→ YOUR ASSIGNMENT
All of the material must be duplicated exactly, line by line.
[Opening EXTRACTED MATERIAL section]
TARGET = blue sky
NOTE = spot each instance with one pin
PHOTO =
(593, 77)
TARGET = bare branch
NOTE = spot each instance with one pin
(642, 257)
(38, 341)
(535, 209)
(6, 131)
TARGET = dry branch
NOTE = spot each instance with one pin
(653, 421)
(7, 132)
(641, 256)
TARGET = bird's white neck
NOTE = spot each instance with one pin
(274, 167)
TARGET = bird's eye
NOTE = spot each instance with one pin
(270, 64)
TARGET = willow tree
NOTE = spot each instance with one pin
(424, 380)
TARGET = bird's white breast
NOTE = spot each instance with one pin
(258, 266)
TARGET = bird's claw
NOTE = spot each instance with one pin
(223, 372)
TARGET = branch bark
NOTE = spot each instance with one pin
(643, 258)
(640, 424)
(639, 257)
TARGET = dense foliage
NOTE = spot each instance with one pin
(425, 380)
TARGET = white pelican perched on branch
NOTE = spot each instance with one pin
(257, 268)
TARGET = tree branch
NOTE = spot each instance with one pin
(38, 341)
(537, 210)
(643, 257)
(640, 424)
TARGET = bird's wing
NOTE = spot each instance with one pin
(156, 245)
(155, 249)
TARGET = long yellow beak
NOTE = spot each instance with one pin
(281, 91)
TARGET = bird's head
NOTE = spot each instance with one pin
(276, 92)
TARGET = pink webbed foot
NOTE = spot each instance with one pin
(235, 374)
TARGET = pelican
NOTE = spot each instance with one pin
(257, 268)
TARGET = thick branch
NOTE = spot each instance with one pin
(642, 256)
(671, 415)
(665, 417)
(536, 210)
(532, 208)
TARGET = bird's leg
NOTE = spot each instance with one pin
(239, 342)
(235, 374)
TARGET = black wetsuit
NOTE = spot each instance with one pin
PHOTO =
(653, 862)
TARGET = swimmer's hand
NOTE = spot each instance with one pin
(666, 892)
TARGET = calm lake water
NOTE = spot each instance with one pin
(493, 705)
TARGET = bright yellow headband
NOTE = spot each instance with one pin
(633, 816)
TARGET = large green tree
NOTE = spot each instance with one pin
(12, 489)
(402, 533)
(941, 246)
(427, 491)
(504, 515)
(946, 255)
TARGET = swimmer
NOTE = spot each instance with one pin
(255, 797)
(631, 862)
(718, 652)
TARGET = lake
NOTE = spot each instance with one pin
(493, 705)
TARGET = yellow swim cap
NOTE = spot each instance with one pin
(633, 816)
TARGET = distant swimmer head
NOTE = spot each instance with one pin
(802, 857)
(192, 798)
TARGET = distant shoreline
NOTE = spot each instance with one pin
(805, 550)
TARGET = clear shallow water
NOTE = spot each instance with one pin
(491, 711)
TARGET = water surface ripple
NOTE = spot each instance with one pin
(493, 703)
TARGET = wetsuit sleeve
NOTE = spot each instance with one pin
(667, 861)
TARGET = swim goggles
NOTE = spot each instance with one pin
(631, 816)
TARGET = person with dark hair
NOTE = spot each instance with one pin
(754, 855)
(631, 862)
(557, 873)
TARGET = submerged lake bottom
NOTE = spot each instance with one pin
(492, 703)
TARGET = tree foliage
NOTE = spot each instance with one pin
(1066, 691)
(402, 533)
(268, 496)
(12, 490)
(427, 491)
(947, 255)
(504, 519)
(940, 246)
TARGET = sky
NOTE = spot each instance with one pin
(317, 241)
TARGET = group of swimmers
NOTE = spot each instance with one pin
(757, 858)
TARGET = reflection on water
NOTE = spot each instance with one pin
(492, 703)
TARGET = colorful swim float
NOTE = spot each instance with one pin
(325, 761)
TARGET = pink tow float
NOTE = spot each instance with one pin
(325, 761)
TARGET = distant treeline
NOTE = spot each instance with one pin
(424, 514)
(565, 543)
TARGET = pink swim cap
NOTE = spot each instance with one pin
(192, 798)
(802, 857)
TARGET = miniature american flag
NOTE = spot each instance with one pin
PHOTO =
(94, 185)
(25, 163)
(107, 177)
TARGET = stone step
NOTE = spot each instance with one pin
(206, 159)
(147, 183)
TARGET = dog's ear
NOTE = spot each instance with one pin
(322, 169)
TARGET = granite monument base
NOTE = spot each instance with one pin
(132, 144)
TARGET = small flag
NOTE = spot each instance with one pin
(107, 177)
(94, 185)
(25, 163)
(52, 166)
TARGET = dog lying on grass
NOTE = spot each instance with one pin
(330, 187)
[Closing EXTRACTED MATERIAL section]
→ RESULT OF THIS EXERCISE
TARGET = blue sky
NOTE = spot each instance with one pin
PHOTO =
(593, 77)
TARGET = bare branch
NOTE = spot each instance with one pin
(642, 257)
(38, 341)
(535, 209)
(6, 131)
TARGET = dry branch
NOTE = spot each instance with one pin
(653, 421)
(7, 132)
(641, 256)
TARGET = bird's white neck
NOTE = spot each instance with one pin
(274, 167)
TARGET = bird's eye
NOTE = spot each instance with one pin
(270, 64)
TARGET = willow tree
NOTE = spot each instance with one pin
(424, 380)
TARGET = bird's white breast
NOTE = spot each instance with one pin
(258, 266)
TARGET = bird's claw
NOTE = spot each instance with one pin
(223, 372)
TARGET = branch bark
NOTE = spot each instance with one pin
(643, 258)
(640, 424)
(639, 257)
TARGET = dense foliage
NOTE = spot each instance with one pin
(425, 380)
TARGET = white pelican perched on branch
NOTE = spot each instance with one pin
(257, 268)
TARGET = tree branch
NOTE = spot each instance with one pin
(38, 341)
(537, 210)
(643, 257)
(640, 424)
TARGET = bird's wing
NOTE = spot each instance with one pin
(156, 245)
(155, 249)
TARGET = long yellow beak
NOTE = spot each instance with one pin
(281, 91)
TARGET = bird's head
NOTE = spot each instance with one pin
(276, 92)
TARGET = pink webbed foot
NOTE = spot each instance with one pin
(235, 374)
TARGET = pelican
NOTE = spot each instance with one pin
(257, 268)
TARGET = thick branch
NOTE = spot each instance with one pin
(642, 256)
(671, 415)
(665, 417)
(536, 210)
(532, 208)
TARGET = bird's leg
NOTE = spot each instance with one pin
(239, 342)
(235, 374)
TARGET = black wetsuit
NOTE = spot each instance with one pin
PHOTO =
(653, 862)
TARGET = swimmer's hand
NOTE = spot each instance with one pin
(666, 892)
TARGET = calm lake water
NOTE = spot each instance with one pin
(493, 705)
TARGET = bright yellow headband
NOTE = spot each instance with one pin
(633, 816)
TARGET = large green tree
NOTE = spot each instance with one pin
(12, 489)
(402, 533)
(941, 246)
(427, 491)
(504, 515)
(946, 255)
TARGET = swimmer
NOTE = spot each instance with one pin
(255, 797)
(631, 862)
(718, 652)
TARGET = lake
NOTE = spot each instance with one pin
(493, 705)
TARGET = yellow swim cap
NOTE = spot each instance with one pin
(633, 816)
TARGET = distant swimmer head
NOTE = spot each instance with one pin
(802, 857)
(192, 798)
TARGET = distant shoreline
NOTE = spot each instance with one pin
(805, 550)
TARGET = clear shallow water
NOTE = spot each instance with one pin
(491, 711)
TARGET = water surface ripple
NOTE = spot each instance with one pin
(493, 703)
TARGET = wetsuit sleeve
NOTE = spot each instance with one pin
(667, 861)
TARGET = swim goggles
NOTE = spot each instance with one pin
(631, 816)
TARGET = person with dark hair
NOTE = spot each instance with one pin
(754, 855)
(631, 862)
(557, 873)
TARGET = submerged lake bottom
NOTE = spot each instance with one pin
(492, 703)
TARGET = tree foliage
NOTE = spot each instance with one pin
(1066, 691)
(402, 533)
(268, 496)
(12, 490)
(427, 491)
(947, 255)
(504, 519)
(940, 246)
TARGET = sky
NOTE = spot each instance with one pin
(317, 241)
TARGET = group of swimmers
NOTE = spot each instance with one pin
(757, 858)
TARGET = reflection on water
NOTE = spot each instance with one pin
(492, 703)
TARGET = colorful swim float
NOTE = spot each instance with one pin
(325, 761)
TARGET = pink tow float
NOTE = spot each instance with one pin
(325, 761)
TARGET = distant treeline
NOTE = spot each instance with one pin
(424, 514)
(565, 543)
TARGET = pink swim cap
NOTE = spot each instance with one pin
(192, 798)
(802, 857)
TARGET = miniature american flag
NOTE = spot each instance with one pin
PHOTO =
(94, 185)
(25, 163)
(107, 177)
TARGET = stone step
NOTE = spot each instance with one pin
(206, 159)
(147, 183)
TARGET = dog's ear
NOTE = spot each instance with one pin
(322, 169)
TARGET = granite monument base
NOTE = spot each instance with one pin
(132, 144)
TARGET = small flag
NOTE = spot each instance with one pin
(107, 177)
(94, 185)
(25, 163)
(52, 166)
TARGET = dog lying on grass
NOTE = spot each instance with one pin
(330, 187)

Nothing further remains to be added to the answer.